--- start of SUPPLIED MATERIAL ---
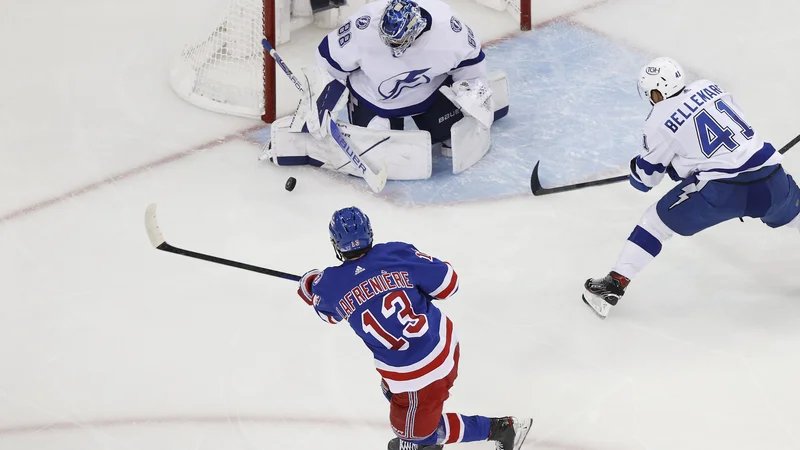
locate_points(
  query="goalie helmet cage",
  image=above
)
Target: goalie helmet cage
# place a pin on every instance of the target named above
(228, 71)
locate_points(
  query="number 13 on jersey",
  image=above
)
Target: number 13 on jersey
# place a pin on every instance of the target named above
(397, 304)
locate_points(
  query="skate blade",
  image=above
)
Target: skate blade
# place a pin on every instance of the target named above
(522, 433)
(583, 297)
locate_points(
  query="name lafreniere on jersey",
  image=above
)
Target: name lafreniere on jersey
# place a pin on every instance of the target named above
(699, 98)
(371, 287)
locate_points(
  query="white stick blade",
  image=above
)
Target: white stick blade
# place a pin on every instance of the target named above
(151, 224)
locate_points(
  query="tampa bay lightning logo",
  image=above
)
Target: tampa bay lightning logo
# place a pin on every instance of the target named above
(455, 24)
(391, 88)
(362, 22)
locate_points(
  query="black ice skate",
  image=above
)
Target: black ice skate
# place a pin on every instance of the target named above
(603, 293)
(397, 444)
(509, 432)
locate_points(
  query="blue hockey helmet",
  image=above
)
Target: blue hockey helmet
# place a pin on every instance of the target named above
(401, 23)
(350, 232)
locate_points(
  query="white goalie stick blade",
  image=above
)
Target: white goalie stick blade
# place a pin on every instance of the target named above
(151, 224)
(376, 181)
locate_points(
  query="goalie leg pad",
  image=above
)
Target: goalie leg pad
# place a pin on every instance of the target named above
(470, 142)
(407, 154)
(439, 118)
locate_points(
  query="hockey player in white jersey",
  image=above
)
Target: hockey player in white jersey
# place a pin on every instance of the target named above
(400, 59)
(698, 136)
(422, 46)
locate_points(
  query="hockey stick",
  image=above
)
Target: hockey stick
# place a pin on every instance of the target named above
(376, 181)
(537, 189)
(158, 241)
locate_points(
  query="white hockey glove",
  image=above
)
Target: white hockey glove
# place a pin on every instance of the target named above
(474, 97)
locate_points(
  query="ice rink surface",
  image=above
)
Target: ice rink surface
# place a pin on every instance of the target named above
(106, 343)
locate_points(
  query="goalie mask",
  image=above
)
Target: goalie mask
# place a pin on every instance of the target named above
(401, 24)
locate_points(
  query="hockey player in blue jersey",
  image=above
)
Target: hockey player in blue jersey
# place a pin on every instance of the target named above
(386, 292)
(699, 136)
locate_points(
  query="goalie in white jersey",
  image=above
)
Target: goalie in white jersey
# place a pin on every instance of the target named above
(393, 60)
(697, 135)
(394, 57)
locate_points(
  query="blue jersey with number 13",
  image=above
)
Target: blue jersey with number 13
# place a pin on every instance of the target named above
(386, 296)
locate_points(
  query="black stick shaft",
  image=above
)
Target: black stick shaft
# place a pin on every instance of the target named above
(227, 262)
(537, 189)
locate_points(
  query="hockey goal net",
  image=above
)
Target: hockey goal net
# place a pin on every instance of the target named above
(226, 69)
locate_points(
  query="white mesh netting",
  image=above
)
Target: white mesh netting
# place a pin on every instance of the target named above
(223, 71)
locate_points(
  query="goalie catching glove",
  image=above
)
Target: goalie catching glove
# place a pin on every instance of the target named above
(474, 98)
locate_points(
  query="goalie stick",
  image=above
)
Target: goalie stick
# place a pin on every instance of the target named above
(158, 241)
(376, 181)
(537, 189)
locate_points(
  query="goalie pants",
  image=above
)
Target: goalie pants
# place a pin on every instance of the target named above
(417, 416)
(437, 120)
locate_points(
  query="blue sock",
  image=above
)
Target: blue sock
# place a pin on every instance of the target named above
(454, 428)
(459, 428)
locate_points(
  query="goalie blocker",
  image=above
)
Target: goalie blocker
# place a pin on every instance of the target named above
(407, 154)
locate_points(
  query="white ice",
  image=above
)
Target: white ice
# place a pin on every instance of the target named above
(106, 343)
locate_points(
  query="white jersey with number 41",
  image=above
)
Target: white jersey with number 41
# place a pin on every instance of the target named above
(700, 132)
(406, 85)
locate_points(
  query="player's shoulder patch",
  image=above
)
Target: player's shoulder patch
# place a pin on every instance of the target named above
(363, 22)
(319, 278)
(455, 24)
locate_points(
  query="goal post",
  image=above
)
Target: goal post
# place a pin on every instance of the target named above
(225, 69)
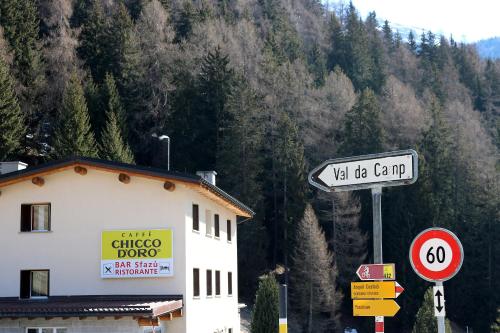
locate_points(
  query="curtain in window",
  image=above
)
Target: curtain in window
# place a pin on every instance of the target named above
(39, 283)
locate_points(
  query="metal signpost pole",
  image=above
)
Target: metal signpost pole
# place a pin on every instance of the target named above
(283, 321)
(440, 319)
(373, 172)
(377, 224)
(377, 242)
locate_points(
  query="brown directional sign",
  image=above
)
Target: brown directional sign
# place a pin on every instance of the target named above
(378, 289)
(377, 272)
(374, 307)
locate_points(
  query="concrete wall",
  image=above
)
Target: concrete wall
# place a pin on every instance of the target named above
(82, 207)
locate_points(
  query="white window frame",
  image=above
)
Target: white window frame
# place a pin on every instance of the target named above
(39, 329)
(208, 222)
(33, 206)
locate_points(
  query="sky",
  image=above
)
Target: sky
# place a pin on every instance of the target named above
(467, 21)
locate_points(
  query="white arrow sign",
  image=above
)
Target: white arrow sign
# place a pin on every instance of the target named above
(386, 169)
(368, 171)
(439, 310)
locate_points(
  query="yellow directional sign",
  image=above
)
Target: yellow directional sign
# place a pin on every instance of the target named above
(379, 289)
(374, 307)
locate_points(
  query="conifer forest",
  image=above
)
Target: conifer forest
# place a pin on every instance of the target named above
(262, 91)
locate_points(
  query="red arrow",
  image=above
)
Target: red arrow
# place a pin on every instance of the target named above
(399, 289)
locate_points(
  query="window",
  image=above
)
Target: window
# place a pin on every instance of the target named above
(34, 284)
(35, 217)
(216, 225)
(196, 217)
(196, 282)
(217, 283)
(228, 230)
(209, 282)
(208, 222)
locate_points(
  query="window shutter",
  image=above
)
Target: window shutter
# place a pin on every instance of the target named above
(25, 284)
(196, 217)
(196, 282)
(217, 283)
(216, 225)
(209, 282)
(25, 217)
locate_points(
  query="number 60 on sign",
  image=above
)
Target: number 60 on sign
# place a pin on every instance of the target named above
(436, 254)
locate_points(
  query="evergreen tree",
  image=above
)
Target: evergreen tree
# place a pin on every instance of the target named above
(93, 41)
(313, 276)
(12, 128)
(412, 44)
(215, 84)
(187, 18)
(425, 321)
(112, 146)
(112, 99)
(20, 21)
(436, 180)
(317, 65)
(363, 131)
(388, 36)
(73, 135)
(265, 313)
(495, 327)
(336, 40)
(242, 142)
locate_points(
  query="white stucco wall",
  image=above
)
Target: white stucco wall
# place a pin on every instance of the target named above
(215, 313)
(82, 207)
--- end of SUPPLIED MATERIAL ---
--- start of SUPPLIED MATERIAL ---
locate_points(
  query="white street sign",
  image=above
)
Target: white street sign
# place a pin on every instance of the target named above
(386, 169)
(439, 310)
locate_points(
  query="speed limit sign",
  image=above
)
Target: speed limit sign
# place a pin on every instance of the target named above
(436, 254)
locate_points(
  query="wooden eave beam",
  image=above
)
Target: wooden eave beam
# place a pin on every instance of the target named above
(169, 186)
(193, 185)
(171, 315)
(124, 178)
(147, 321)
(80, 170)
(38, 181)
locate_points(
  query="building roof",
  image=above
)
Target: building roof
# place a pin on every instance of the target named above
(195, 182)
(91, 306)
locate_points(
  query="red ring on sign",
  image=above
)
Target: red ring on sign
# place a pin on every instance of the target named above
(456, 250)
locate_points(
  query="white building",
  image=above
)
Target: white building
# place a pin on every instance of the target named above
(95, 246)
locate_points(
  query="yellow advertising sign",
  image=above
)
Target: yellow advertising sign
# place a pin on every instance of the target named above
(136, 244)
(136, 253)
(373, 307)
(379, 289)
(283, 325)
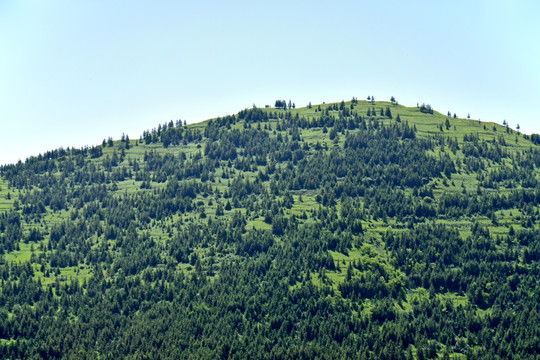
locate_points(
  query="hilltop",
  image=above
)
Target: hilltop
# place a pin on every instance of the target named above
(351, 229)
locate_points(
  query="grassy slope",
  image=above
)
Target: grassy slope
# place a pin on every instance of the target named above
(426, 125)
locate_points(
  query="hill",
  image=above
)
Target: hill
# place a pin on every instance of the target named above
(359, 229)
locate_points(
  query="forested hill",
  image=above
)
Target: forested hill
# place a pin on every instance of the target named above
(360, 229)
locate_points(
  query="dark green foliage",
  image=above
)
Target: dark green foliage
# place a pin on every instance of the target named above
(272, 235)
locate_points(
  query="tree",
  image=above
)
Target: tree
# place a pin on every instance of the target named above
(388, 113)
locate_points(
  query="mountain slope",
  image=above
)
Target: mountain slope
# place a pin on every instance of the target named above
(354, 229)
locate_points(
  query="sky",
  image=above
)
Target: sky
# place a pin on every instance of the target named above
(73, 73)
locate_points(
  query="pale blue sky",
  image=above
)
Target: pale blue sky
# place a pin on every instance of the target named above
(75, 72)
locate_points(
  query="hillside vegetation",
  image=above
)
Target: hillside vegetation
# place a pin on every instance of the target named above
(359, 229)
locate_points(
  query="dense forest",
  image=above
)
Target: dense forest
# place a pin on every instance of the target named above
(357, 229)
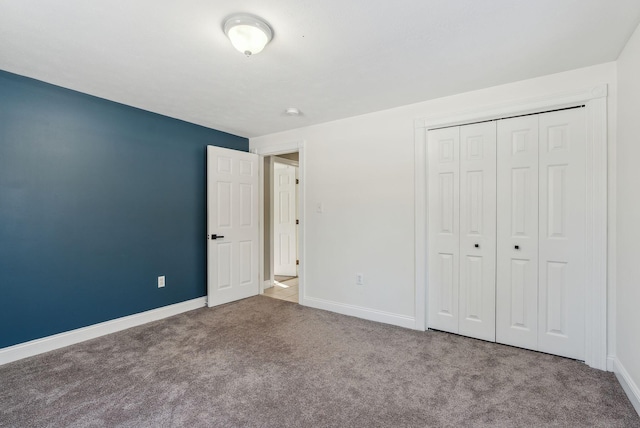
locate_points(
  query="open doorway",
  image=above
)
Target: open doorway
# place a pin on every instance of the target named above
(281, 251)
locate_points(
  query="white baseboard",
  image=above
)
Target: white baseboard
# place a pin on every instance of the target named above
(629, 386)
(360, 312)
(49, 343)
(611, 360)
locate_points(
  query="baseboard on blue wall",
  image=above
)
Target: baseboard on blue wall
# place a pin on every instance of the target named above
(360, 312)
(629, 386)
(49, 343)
--- end of SUPPLIED MATERIAL ---
(STATED EXERCISE): How many lines in the listing above contain the string "doorway"? Give only the number.

(OUTPUT FOR THIS TASK): 2